──────── SELECTED TEXT

The McCourt Foundation's Tour de South Shore biking event supports neurological research into the innovative use of imaging to track and diagnose diseases.

For 42 years, Brian McCourt and his six brothers watched their parents, Mary and Robert, raise their family in Wellesley, Mass. Mary ran the home and Robert ran a business while he coped with the challenges of multiple sclerosis (MS). Robert died in 1991. Not long after, Mary was diagnosed with Alzheimer’s disease, which she struggled with until her death in 2008. The perseverance of Mary and Robert McCourt inspired their sons to start a philanthropic endeavor that aims to help patients and families with neurological disorders. It also gave the McCourt brothers a deep appreciation of the time and effort behind the neurological research they help fund.

Brian McCourt
Brian McCourt

Consider their financial support of Eric C. Klawiter, MD, of Massachusetts General Hospital’s Department of Neurology. The McCourt Foundation has donated $45,000 to Dr. Klawiter’s research of multiple sclerosis (MS) through ultra high-resolution magnetic resonance imaging (MRI). It’s an innovative approach that is already offering signs that it’s an effective way to track and diagnose MS.

Tour de South Shore

Recognizing the promise of such neurological research, the McCourt Foundation will again host its signature fundraising event, the Tour de South Shore on Oct. 1, 2016. Participants can bike 25 or 50 miles through the southern Massachusetts communities of Hingham, Cohasset, Scituate and Norwell — or they can do a new 5K walk in Wompatuck State Park. They can later enjoy a post-event tailgate with a full lunch and a tasting tent featuring small portions by local restaurants. Each participant will be asked to raise at least $200 to help fight MS, Alzheimer’s, amyotrophic lateral sclerosis (ALS) and Parkinson’s disease.

The McCourt brothers organized their first Tour de South Shore in 1992. Their efforts did so well that they created the foundation in 2004. Since that first bike event, the McCourts have raised more than $6 million.

Multiple Sclerosis Researcher Takes Sharper Look

For the fourth straight year, Dr. Klawiter will strap on his bicycle shoes and join a team of Mass General colleagues on a 25-mile ride as part of the tour. They will raise money and awareness for his neurological research and the McCourt Foundation’s larger effort to support neurological disorder research and education. Proceeds will also provide financial assistance to patients and their families.

“Each year we’ve continued to increase fundraising and that’s come with building the riding team from Mass General,” Dr. Klawiter says. “It’s a really great event, and well run.”

────────────────

PROBLEMS AND TASKS —
1) List the Massachusetts communities that the article on the McCourt Foundation's Tour de South Shore says the bike routes pass through.
2) Carry the article on the McCourt Foundation's Tour de South Shore forward from its final quoted remark.
The entries have nothing to do with the article on the McCourt Foundation.

──────── DATA FOR REVIEW

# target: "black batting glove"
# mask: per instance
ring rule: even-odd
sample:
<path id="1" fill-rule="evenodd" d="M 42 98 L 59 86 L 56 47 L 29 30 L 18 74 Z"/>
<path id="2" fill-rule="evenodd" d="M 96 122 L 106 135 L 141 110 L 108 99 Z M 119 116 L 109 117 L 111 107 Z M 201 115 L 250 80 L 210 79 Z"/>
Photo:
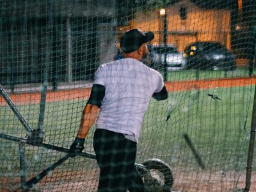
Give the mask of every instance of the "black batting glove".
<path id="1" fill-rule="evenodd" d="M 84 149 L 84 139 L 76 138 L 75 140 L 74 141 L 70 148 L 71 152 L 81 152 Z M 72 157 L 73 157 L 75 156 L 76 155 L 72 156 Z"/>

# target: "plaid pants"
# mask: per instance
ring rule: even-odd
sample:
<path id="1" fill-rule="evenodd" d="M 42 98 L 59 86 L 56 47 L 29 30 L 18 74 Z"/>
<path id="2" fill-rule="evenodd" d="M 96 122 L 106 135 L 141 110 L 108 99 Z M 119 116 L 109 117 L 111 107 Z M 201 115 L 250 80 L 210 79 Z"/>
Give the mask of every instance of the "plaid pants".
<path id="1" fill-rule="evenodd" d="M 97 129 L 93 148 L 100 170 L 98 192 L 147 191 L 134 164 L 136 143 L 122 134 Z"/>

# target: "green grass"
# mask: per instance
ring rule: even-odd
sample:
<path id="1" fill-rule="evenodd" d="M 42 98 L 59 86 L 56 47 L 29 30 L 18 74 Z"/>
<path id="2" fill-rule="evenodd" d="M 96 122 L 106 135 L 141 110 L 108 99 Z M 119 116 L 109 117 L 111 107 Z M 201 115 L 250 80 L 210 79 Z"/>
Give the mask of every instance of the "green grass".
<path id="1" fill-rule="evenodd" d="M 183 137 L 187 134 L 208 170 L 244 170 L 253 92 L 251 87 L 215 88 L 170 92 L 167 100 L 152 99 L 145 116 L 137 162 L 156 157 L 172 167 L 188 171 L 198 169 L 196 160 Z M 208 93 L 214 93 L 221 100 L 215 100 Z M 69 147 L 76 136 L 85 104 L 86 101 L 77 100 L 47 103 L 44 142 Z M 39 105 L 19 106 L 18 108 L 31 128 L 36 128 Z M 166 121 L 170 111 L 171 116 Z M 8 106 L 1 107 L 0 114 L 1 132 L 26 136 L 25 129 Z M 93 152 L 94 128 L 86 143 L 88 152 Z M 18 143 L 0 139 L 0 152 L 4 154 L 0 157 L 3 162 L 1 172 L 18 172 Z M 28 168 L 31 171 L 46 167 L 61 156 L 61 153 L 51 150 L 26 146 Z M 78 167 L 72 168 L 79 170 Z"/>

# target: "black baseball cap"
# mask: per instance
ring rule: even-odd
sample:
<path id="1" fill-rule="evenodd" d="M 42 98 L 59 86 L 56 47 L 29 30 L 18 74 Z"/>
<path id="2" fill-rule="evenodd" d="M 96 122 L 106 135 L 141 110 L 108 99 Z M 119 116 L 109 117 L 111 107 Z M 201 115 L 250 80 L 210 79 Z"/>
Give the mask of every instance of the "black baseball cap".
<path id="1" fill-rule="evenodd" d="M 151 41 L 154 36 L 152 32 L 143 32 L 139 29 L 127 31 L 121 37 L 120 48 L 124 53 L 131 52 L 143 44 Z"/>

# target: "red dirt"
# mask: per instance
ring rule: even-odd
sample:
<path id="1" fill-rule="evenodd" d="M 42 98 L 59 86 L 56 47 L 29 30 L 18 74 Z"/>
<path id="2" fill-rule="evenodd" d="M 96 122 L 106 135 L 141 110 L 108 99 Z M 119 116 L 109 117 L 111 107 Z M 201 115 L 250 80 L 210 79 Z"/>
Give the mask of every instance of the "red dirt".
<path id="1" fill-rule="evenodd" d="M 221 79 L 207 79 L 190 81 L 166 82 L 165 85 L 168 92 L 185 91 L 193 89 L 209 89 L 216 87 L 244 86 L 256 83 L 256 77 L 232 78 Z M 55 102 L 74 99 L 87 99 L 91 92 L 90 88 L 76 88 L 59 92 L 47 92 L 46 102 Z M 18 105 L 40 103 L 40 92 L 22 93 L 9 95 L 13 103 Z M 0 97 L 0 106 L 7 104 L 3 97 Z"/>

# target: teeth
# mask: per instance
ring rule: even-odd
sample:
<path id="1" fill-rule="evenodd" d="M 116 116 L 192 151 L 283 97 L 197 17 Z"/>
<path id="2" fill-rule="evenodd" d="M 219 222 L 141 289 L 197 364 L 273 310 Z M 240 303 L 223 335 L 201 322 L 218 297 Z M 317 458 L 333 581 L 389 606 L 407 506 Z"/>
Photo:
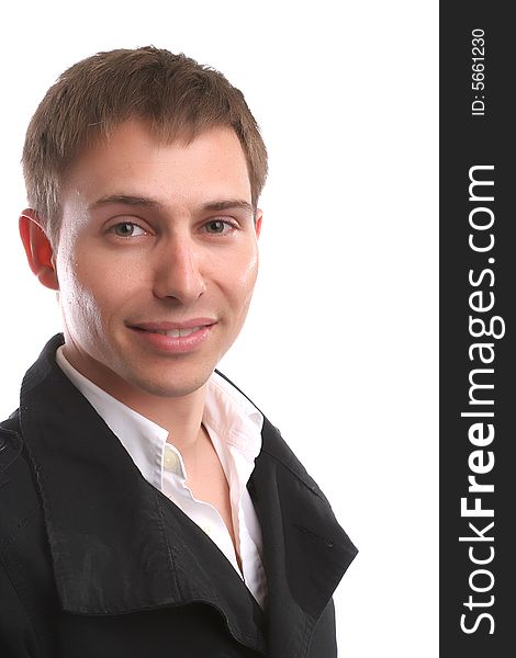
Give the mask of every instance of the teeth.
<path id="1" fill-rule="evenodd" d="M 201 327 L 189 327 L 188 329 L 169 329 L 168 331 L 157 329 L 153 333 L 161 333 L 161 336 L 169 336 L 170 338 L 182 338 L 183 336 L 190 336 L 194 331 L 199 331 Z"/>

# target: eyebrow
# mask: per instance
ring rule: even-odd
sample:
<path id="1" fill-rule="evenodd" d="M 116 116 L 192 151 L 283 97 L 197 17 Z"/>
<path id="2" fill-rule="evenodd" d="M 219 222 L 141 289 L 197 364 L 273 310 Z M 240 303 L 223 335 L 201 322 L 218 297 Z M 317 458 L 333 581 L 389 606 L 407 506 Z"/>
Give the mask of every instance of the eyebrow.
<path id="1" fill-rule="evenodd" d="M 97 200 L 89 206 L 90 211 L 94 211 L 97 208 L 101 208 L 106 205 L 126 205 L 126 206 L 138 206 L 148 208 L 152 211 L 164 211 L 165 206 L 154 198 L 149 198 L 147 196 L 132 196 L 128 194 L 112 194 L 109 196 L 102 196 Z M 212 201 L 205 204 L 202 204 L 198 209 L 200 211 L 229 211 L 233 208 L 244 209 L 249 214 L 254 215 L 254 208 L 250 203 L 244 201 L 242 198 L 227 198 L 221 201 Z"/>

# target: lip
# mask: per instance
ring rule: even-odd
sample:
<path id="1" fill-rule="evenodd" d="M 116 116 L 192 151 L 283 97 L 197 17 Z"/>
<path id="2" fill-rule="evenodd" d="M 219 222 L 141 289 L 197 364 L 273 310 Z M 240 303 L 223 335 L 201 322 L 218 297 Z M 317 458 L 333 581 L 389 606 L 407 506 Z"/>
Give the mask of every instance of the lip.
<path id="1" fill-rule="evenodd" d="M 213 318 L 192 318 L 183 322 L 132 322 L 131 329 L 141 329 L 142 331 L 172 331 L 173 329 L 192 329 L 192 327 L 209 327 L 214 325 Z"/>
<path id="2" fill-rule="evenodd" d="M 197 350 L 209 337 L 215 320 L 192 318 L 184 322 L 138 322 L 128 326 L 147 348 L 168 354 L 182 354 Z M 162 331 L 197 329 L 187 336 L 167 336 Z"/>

────────────────

ANSWERS BY ITEM NUMBER —
1) Hingham, Cohasset, Scituate, Norwell

2)
The Start of Something Promising

Brian McCourt reached out to Dr. Klawiter four years ago, curious about the neurologist’s research. After meeting the doctor and seeing the MRI in action, Mr. McCourt was convinced his family’s foundation had to partner with Dr. Klawiter’s research team and Mass General.

“The work he’s doing in imaging, it’s giving the ability to diagnose sooner and pinpoint better,” Mr. McCourt says. “It really is accelerating the way you can treat patients with MS.”

Eric Klawiter, MD
Eric Klawiter, MD

Dr. Klawiter uses a super-fast MRI scanner at Mass General to study connections in the living brain. Developed as part of the National Institutes of Health Human Connectome Project, it’s widely considered to be a remarkable approach to MS research.

The Tour de South Shore and the McCourt Foundation have helped Dr. Klawiter’s neurological research by financially supporting pilot projects that can be conducted more quickly than if his team waited to be approved for grant money. When a research project can get off the ground immediately and show definitive progress, Dr. Klawiter says, it becomes a lot easier to then apply for grants and sustain momentum.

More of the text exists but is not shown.